Dataset records ->
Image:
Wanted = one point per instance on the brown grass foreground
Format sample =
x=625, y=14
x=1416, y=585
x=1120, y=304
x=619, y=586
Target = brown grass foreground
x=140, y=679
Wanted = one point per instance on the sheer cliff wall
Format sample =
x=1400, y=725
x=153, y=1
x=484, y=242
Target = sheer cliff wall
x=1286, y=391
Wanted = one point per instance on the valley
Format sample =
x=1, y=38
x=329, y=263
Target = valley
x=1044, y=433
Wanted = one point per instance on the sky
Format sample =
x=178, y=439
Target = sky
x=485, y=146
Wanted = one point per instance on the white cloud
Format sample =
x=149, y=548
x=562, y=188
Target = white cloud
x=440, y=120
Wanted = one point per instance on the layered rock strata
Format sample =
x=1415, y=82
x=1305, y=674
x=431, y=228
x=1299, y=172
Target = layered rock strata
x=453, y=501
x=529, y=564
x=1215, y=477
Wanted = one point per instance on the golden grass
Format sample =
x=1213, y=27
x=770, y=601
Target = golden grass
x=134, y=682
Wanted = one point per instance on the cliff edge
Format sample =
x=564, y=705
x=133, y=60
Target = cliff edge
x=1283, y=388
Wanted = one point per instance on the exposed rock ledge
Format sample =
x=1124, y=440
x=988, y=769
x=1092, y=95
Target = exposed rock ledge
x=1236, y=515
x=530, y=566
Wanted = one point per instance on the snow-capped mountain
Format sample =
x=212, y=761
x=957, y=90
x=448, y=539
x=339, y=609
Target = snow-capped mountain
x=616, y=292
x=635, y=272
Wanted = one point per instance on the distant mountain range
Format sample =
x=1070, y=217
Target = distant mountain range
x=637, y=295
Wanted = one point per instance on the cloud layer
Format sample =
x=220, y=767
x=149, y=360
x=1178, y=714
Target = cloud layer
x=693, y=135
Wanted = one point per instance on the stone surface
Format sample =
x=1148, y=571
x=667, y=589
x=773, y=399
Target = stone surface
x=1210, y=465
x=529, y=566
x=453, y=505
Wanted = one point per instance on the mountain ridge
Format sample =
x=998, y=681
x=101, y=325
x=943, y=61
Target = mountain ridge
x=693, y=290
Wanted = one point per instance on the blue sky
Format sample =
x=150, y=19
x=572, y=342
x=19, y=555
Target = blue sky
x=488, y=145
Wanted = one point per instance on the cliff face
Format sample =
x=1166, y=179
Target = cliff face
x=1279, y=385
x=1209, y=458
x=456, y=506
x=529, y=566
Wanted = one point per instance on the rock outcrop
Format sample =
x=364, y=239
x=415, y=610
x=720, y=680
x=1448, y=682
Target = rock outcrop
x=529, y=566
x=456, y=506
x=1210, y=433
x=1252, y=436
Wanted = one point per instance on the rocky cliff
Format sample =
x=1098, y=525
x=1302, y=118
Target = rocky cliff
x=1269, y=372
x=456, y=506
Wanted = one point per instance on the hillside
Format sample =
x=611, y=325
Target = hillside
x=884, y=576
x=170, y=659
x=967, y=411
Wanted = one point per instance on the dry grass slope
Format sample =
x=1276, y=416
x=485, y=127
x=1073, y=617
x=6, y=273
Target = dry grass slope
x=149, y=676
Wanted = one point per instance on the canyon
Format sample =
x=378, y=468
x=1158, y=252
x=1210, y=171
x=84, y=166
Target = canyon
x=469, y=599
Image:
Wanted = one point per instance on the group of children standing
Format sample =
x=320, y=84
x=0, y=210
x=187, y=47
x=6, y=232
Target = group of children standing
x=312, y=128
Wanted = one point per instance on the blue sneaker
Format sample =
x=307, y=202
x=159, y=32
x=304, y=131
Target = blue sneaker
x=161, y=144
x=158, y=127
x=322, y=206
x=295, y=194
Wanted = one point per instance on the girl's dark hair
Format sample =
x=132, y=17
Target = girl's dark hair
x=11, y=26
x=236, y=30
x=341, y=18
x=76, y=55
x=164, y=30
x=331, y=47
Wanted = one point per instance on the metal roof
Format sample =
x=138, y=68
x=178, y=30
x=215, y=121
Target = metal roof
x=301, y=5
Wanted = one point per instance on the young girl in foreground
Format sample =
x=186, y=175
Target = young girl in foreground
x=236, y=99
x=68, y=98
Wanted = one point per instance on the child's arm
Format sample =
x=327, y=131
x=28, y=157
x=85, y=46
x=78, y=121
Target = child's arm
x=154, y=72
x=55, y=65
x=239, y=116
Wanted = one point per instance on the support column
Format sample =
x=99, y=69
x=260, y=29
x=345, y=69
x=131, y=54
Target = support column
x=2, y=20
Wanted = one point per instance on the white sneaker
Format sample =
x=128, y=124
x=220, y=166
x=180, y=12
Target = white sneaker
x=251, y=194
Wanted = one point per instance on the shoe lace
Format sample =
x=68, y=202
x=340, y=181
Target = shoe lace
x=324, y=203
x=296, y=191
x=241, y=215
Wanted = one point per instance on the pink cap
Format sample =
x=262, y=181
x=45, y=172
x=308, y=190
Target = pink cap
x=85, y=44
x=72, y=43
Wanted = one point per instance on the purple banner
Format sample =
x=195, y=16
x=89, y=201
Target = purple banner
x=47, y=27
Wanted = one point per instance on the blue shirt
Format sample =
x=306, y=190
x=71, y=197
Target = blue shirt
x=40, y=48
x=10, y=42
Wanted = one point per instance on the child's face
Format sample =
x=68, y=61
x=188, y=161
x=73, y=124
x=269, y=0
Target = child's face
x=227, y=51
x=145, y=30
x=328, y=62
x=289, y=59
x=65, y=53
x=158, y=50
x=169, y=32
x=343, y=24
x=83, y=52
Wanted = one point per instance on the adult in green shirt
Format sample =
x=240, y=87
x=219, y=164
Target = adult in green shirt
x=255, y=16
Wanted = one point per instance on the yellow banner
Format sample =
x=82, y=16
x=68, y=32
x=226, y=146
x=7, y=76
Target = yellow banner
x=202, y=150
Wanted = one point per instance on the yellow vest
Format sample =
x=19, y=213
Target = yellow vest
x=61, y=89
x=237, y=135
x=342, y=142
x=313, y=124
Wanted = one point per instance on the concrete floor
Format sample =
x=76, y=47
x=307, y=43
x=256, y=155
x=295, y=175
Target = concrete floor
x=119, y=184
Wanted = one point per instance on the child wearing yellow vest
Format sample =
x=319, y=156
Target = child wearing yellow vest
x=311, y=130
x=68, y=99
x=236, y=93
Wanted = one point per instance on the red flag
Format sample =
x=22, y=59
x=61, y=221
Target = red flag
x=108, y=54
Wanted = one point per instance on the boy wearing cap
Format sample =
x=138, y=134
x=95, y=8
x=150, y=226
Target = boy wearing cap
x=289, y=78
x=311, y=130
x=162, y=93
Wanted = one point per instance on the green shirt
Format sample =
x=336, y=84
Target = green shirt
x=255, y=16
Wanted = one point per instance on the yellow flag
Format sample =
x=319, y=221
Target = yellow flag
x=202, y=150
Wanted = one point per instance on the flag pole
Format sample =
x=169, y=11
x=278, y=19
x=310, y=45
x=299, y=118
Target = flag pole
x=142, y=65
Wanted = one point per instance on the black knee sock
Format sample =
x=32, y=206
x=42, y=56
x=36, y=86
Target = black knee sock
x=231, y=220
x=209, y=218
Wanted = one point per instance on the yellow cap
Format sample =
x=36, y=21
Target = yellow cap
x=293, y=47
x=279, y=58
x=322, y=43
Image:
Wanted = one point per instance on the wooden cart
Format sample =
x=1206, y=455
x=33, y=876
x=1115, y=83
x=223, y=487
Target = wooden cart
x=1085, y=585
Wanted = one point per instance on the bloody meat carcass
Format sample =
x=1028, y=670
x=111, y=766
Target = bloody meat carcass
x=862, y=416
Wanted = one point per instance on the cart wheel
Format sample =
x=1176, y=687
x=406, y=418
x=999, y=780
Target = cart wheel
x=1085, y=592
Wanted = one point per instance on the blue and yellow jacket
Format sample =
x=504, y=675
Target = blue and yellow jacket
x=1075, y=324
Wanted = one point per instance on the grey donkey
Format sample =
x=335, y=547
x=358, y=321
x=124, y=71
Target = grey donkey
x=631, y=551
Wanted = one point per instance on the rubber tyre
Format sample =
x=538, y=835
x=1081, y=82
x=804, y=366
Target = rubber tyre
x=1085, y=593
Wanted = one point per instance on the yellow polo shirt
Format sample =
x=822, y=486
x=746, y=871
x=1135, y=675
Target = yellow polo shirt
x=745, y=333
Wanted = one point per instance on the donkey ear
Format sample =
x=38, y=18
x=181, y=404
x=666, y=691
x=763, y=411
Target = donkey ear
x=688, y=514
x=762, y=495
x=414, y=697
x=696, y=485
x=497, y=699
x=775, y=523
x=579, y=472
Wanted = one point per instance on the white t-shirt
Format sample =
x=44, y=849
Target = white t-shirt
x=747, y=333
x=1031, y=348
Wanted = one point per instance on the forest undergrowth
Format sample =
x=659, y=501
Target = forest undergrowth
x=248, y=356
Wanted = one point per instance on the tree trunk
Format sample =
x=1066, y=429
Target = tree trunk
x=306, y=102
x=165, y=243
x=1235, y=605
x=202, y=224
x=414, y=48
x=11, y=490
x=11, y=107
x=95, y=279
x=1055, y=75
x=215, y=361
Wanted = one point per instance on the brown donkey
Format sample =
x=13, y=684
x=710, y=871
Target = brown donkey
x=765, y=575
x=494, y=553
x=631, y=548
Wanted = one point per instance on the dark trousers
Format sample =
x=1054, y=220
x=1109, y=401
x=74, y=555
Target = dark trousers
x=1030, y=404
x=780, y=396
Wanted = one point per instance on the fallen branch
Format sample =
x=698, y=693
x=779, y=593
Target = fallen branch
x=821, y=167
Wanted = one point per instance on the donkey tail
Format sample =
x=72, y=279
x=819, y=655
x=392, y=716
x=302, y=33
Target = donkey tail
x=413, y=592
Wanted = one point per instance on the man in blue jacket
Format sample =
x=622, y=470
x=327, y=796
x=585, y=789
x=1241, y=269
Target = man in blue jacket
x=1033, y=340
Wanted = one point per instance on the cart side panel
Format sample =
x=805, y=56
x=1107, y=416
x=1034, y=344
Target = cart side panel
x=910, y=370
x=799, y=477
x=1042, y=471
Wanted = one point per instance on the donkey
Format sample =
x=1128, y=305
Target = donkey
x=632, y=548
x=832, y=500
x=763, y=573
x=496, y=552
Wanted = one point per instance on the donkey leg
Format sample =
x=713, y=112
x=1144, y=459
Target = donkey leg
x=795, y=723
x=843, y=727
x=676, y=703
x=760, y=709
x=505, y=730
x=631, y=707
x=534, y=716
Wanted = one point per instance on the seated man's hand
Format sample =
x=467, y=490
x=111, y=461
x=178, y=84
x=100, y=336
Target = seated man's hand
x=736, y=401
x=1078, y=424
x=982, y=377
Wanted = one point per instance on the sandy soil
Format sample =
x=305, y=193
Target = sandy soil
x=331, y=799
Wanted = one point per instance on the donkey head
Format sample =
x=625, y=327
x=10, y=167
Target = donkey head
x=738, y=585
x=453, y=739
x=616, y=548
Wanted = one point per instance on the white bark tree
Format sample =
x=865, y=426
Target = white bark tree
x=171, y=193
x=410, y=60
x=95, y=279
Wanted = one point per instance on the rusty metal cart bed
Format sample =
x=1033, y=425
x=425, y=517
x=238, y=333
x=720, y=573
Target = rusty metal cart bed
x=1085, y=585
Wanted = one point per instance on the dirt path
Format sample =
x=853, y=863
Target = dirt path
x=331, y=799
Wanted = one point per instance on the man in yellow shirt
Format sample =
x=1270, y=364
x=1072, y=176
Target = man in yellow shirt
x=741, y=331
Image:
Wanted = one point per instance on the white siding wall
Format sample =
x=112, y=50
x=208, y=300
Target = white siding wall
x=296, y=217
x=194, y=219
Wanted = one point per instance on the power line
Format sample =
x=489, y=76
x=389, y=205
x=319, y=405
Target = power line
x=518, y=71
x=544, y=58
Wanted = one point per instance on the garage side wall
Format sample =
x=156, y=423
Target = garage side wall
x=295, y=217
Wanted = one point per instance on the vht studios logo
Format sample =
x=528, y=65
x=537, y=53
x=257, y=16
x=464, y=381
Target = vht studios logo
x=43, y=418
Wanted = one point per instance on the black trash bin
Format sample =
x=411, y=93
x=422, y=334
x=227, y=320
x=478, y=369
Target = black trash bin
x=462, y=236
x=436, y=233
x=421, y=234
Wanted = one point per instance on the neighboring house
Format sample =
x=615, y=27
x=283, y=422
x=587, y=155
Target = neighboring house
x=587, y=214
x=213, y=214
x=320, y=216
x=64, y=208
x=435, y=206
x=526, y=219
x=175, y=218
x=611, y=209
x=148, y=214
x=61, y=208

Problem description -> Could you reproduce, exactly, every line above from the line with "Target = blue sky" to the line with "x=1448, y=682", and no other line? Both ends count.

Problem solution ->
Target = blue sky
x=488, y=145
Wanted = one point per instance on the cliff face
Format sample =
x=1166, y=179
Target = cliff face
x=1279, y=385
x=1209, y=458
x=456, y=506
x=529, y=566
Wanted = one point per instance on the rock outcrop
Format sample =
x=364, y=239
x=415, y=610
x=720, y=680
x=1448, y=682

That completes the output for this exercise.